**Excerpt to read:**
#####
2019 American drama TV series

Reprisal is an American television drama series that premiered on Hulu on December 6, 2019. In June 2020, the series was canceled after one season.

==Premise==
Reprisal follows "a relentless femme fatale who, after being left for dead, leads a vengeful campaign against a bombastic gang of gearheads."

==Cast and characters==
===Main===
- Abigail Spencer as Katherine Harlow / Doris Quinn, originally a member of the Banished Brawlers who was left for dead, reinventing herself as a respectable Detroit caterer named Doris. After being threatened by mobsters, she returned to her roots to wage a calculated war of revenge against the men who betrayed her
- Rodrigo Santoro as Joel Kelly, Burt’s pragmatic second-in-command and a former bare-knuckle champion. While he struggles to maintain the peace between gangs, he is a violent man who uses his daughter, Lyla, to justify his continued involvement in the gang's exploitative lifestyle
- Mena Massoud as Ethan Hart, an employee in Tommy's restaurant, recruited by Katherine to act as her mole within the Brawlers. Though loyal and protective, he struggles with his identity as he finds a sense of belonging among the Phoenixes
- Rhys Wakefield as Matty, one of the Three River Phoenixes, idealistic and intensely devoted believer in the Brawlers' mythology. He views the gang as a sacred family that saved him from his own lack of direction
- Madison Davenport as Meredith Harlow, Burt’s daughter and a prominent Pin-Up at the Bang-A-Rang. Sheltered and restless, she sells illegal drugs on the side while longing for a life beyond the confines of the Brawler compound.
- David Dastmalchian as Johnson, the silent and observant third Phoenix. He is a reliable foundation for his brothers and understands the dark truths of the compound better than anyone else.
- Gilbert Owuor as Bash Brannigan, a high-ranking Brawler and Katherine’s former husband who participated in her attempted murder. Ever since, he has retreated into a solitary life of self-pity and old records after betraying the only person he truly cared about.
- W. Earl Brown as Witt, a location scout for the Brawlers and Katherine's initial informant. He romanticizes his involvement with Katherine but also questions her more dangerous plans.
- Craig Tate as Earl, a war veteran and member of the Monster Ring who specializes in robbing other criminals. He is a methodical, grieving father who eventually accepts Katherine’s quest for revenge as his own.
#####
**Data segment:**
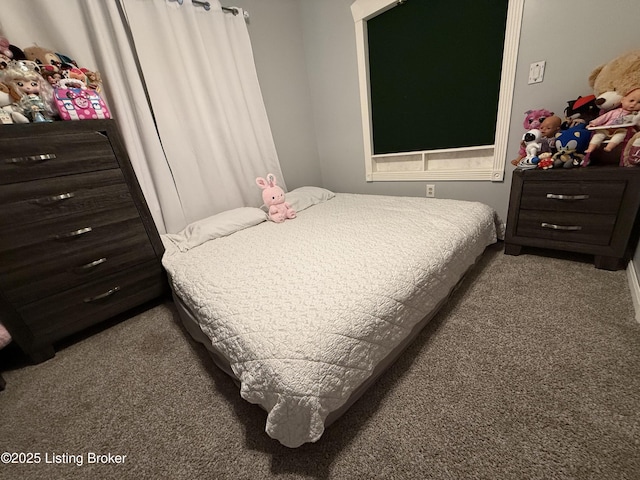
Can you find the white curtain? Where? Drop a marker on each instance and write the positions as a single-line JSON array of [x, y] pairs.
[[213, 137], [199, 69]]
#####
**Given task 1:**
Condense the paragraph of the Reprisal article that begins "Reprisal is an American television drama series" into a single shorter sentence that keeps its main facts.
**Given task 2:**
According to the Reprisal article, what new identity does Katherine Harlow take on after being left for dead?
**Given task 3:**
Carry on the Reprisal article from its last line, adding the next part in the same style.
The lines are material of their own, apart from the Reprisal article.

**Output 1:**
Reprisal, an American TV drama, premiered on Hulu on December 6, 2019, and was canceled in June 2020 after one season.

**Output 2:**
She becomes a respectable Detroit caterer named Doris Quinn.

**Output 3:**
- Wavyy Jonez as Cordell, Earl’s cousin and a veteran who provides emotional support and perspective to Molly as she adjusts to their violent lifestyle.
- Shane Callahan as Bru, Joel's right hand in managing the Brawlers during Burt's absence.
- Rory Cochrane as Burt, Katherine’s brother and the charismatic, psychopathic leader of the Banished Brawlers.

===Recurring===
- Lea DeLaria as Queenie, the emcee and financial manager of the Bang-A-Rang and manager of the Pin-Ups. She is a veteran of the criminal world, prepared to use extreme violence to protect her girls and her home.
- John Ventigmilia as Tolly, the manager of Mr. Bolo's bowling alley after his disappearance, who aids Big Graham in tracking down the Monster Ring.
- Bethany Anne Lind as Molly Quinn, Doris's mousy step-daughter-in-law and a former war nurse, who finds her own strength after plotting the murder of her abusive husband and becoming a getaway driver for the Monster Ring. Lind also plays Grace, Molly's twin sister.
- Scarlett Blum as Lyla, Joel and Rita's young daughter, who processes the violence around her by creating sophisticated mythological stories that often mirror real-life events.
- Louise Barnes as Rita, Lyla's mother and a former River Phoenix, struggling with PTSD while protecting her daughter from the current violence.
- Bill Sage as Jukes, the leader of the Ghouls and a longtime secret confidante of Joel until their relationship is destroyed by the escalating gang war.
- Blake Sheldon as Avron, an unpopular Brawler fast-tracked for membership, constantly harassing the Phoenixes until he takes things too far by accusing Matty of being the mole.
- Ron Perlman as Big Graham, a notorious and physically imposing Detroit mobster who uses Tommy's restaurant as a front and attempts to steal it from Katherine through intimidation.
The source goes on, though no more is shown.